_Trecho_
-- -- --

COPYRIGHT
E MAREMOTO
Wu Ming 1, outubro 2002
Atualmente existe um amplo movimento de protesto e transformação
social em grande parte do planeta. Ele possui um potencial enorme,
mas ainda não está completamente consciente disso. Embora sua
origem seja antiga, só se manifestou recentemente, aparecendo
em várias ocasiões sob os refletores da mídia, porém trabalhando
dia a dia longe deles. É formado por multidões e singularidades,
por retículas capilares no território. Cavalga as mais recentes
inovações tecnológicas. As definições cunhadas por seus adversários
ficam-lhe pequenas. Logo será impossível pará-lo e a repressão
nada poderá contra ele.
É aquilo que o poder econômico chama "pirataria".
É o movimento real que suprime o estado de coisas existente.
Desde que - a não mais de três séculos - se impôs a crença na
propriedade intelectual, os movimentos underground e "alternativos"
e as vanguardas mais radicais a tem criticado em nome do "plágio"
criativo, da estética do cut-up e do "sampling", da filosofia
"do-it-yourself". Do mais moderno ao mais antigo se vai do hip-hop
ao punk ao proto-surrealista Lautréamont ("O plágio é necessário.
O progresso o implica. Toma a frase de um autor, se serve de suas
expressões, elimina uma idéia falsa, a substitui pela idéia justa").
Atualmente essa vanguarda é de massas.
Durante dezenas de milênios a civilização humana prescindiu do
copyright, do mesmo modo que prescindiu de outros falsos axiomas
parecidos, como a "centralidade do mercado" ou o "crescimento
ilimitado". Se houvesse existido a propriedade intelectual, a
humanidade não haveria conhecido a epopéia de Gilgamesh, o Mahabharata
e o Ramayana, a Ilíada e a Odisséia, o Popol Vuh, a Bíblia e o
Corão, as lendas do Graal e do ciclo arturiano, o Orlando Apaixonado
e o Orlando Furioso, Gargantua e Pantagruel, todos eles felizes
produtos de um amplo processo de mistura e combinação, re-escritura
e transformação, isto é, de "plágio", unido a uma livre difusão
e a exibições diretas (sem a interferência dos inspetores da Società
Italiana degli Autori ed Editori).
Até pouco tempo, as paliçadas dos "enclosures" culturais impunham
uma visão limitada, e logo chegou a Internet. Agora a dinamite
dos bits por segundo leva aos ares esses recintos, e podemos empreender
aventuradas excursões em selvas de signos e clareiras iluminadas
pela lua. A cada noite e a cada dia milhões de pessoas, sozinhas
ou coletivamente, cercam/violam/rechaçam o copyright. Fazem-no
apropriando-se das tecnologias digitais de compressão (MP3, Mpge
etc.), distribuição (redes telemáticas) e reprodução de dados
(masterizadores, scanners). Tecnologias que suprimem a distinção
entre "original" e "cópia". Usam redes telemáticas peer-to-peer
(descentralizadas, "de igual para igual") para compartilhar os
dados de seus próprios discos rígidos. Desviam-se com astúcia
de qualquer obstáculo técnico ou legislativo. Surpreendem no contrapé
as multinacionais do entretenimento erodindo seus (até agora)

-- -- --

_Material fornecido_
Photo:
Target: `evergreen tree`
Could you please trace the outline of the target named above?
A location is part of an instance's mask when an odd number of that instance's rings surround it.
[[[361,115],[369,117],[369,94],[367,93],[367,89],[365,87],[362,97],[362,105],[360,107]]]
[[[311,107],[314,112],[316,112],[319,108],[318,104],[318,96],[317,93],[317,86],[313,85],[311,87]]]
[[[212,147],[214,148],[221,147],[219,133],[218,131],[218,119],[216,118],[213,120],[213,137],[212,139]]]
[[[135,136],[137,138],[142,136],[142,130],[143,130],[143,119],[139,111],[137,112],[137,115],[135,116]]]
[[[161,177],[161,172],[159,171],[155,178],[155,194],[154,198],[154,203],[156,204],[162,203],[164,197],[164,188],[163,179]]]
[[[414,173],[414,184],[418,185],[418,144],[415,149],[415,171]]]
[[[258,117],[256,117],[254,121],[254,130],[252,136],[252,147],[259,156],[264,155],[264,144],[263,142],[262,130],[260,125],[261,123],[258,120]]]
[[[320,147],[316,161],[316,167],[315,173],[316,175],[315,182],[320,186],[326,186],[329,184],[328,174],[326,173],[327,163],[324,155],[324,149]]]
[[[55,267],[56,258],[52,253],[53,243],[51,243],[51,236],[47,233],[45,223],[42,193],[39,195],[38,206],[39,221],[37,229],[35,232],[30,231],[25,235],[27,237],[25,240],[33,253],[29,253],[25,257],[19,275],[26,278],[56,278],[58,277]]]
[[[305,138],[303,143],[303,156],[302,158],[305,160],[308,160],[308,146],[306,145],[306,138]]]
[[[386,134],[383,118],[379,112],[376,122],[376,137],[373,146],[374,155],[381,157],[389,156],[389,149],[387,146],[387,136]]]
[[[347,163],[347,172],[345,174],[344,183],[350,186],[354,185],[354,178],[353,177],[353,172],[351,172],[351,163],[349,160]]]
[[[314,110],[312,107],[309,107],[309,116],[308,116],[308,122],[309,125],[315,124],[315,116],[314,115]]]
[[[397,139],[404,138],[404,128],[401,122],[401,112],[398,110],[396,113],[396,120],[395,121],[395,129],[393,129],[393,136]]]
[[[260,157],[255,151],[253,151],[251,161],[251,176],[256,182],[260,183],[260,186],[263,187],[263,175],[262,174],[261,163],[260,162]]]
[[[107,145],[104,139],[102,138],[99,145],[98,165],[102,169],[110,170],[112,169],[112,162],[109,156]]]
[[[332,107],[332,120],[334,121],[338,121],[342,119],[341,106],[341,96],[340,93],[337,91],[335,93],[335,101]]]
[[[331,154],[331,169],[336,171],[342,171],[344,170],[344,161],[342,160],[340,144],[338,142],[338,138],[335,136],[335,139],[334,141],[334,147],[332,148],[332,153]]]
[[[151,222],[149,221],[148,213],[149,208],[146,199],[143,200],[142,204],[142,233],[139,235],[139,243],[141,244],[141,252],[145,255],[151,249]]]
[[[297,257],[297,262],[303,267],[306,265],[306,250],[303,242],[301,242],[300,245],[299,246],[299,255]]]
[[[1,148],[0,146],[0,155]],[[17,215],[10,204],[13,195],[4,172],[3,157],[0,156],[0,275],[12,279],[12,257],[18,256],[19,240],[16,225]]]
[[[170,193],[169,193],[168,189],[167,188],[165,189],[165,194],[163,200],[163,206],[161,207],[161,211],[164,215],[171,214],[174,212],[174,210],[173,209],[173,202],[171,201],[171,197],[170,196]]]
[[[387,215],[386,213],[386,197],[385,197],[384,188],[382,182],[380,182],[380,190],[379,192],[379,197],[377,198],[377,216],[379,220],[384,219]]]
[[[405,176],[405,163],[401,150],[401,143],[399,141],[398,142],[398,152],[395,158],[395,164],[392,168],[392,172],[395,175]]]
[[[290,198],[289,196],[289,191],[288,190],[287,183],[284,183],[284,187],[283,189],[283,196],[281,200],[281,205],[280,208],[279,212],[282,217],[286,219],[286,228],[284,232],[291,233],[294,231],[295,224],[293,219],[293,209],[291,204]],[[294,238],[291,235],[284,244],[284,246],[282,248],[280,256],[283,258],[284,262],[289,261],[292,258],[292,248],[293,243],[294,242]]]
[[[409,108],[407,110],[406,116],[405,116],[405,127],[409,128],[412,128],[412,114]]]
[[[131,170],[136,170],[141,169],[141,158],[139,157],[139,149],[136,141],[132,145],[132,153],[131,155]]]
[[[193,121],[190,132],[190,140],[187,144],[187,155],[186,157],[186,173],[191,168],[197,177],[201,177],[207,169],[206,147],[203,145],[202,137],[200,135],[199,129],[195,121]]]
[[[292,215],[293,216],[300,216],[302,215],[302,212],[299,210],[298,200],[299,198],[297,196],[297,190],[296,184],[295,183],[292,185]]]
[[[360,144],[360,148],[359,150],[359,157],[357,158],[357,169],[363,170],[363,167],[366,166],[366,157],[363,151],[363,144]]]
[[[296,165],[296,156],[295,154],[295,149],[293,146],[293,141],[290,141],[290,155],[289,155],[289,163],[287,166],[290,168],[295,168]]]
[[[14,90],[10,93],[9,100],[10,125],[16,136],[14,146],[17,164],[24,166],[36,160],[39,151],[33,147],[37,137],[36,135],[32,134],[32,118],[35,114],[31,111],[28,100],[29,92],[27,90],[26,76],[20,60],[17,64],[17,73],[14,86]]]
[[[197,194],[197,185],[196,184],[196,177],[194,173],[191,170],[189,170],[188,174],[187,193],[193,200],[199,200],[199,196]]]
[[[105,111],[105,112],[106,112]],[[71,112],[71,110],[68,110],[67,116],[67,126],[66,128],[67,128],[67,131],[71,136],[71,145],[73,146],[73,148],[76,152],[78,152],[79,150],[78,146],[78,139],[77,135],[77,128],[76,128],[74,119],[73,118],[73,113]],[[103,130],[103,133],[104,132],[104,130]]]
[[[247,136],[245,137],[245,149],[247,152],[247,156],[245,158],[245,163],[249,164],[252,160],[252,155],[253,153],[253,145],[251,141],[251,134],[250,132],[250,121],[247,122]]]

-- -- --

_Requisito 1_
Reproduza o texto sobre copyright entre "É o movimento" e "plágio é necessário.", inclusive, trocando "hip-hop" por "rap".
_Requisito 2_
Como ficaria, em versão mais enxuta e com os fatos principais mantidos, o parágrafo do texto sobre copyright que começa com "Durante dezenas de milênios"?

_Resposta esperada 1_
É o movimento real que suprime o estado de coisas existente.
Desde que - a não mais de três séculos - se impôs a crença na
propriedade intelectual, os movimentos underground e "alternativos"
e as vanguardas mais radicais a tem criticado em nome do "plágio"
criativo, da estética do cut-up e do "sampling", da filosofia
"do-it-yourself". Do mais moderno ao mais antigo se vai do rap
ao punk ao proto-surrealista Lautréamont ("O plágio é necessário.

_Resposta esperada 2_
Por dezenas de milênios, a civilização humana viveu sem copyright, assim como sem outros falsos axiomas, como a "centralidade do mercado" e o "crescimento ilimitado". Se existisse propriedade intelectual, não teríamos a epopeia de Gilgamesh, o Mahabharata, o Ramayana, a Ilíada, a Odisseia, o Popol Vuh, a Bíblia, o Corão, as lendas do Graal e do ciclo arturiano, o Orlando Apaixonado, o Orlando Furioso nem Gargantua e Pantagruel. Todas essas obras nasceram de mistura, recombinação, reescrita e "plágio", somados à livre difusão e a apresentações diretas sem a interferência dos inspetores da Società Italiana degli Autori ed Editori.